● **Stated goal**
Lay out the lines of the items below, from the line containing "Dear assistant, the user would like the wooden rafter" through the line containing "[651,222,680,230]", inclusive, as a numbered list, leaving out any blank lines.

● **Given data**

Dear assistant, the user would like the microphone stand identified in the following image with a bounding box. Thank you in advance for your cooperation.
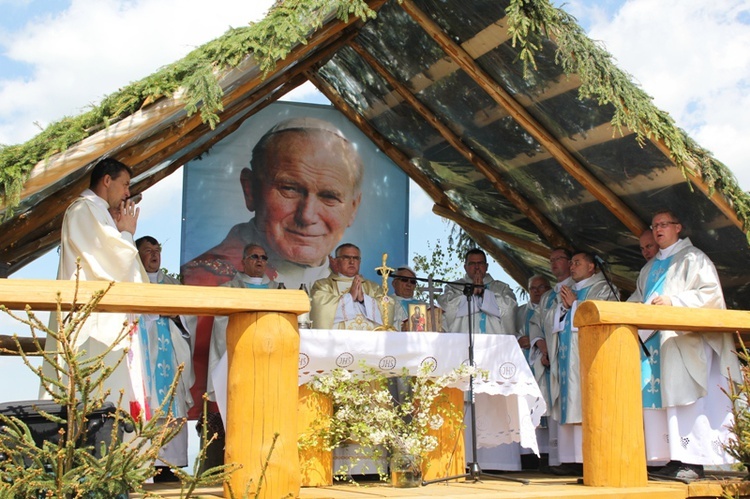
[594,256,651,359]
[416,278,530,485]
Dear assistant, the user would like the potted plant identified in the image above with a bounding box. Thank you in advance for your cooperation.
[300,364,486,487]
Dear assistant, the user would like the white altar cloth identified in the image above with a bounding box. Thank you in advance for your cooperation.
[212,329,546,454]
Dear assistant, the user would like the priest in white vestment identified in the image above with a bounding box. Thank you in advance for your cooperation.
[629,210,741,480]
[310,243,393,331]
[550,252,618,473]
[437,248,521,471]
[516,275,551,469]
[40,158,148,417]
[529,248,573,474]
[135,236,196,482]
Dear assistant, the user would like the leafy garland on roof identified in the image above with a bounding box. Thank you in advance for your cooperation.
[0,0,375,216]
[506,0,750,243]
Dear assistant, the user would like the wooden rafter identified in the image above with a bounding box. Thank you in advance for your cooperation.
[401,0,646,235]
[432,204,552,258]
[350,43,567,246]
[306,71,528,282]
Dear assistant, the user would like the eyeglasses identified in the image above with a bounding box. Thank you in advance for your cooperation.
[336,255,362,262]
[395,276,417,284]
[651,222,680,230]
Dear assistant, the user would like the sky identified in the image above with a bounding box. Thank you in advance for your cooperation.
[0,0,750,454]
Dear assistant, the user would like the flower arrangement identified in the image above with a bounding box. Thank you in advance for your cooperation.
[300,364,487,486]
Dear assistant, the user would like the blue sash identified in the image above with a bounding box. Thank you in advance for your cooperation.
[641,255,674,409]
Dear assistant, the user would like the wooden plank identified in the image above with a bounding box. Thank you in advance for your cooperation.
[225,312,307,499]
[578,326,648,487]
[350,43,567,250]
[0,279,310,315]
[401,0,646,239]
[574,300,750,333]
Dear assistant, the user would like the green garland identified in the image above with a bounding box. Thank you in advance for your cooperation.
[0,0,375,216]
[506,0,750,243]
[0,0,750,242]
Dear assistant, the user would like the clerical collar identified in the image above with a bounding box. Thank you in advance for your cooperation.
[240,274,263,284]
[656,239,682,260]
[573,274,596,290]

==

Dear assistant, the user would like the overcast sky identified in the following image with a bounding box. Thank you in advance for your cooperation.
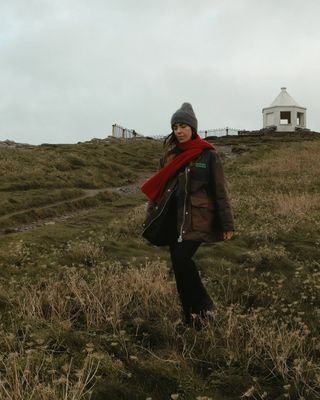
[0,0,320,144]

==

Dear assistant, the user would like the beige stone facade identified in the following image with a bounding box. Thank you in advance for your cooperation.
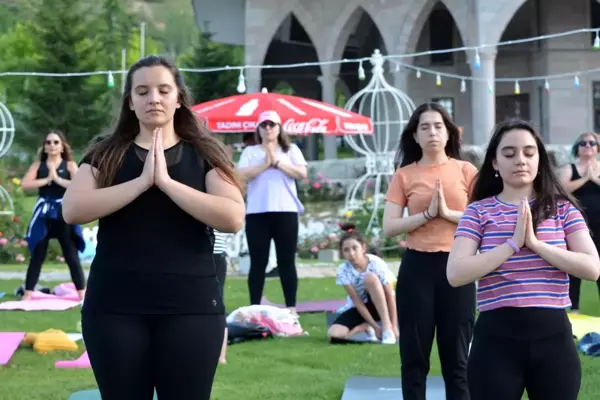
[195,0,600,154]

● **Response**
1. Dear assistant, the user would like the wooden rafter identified in the image above with a bounding box. Thank you in advance for your cooperation.
2. [401,0,646,235]
3. [432,204,552,258]
4. [350,43,567,246]
5. [306,71,528,282]
6. Dear assistant, the user would like the eyeglasses identified in the image above with a bounding box. Thank you in advance for your cooperation.
7. [336,255,362,262]
8. [395,276,417,284]
9. [651,222,680,230]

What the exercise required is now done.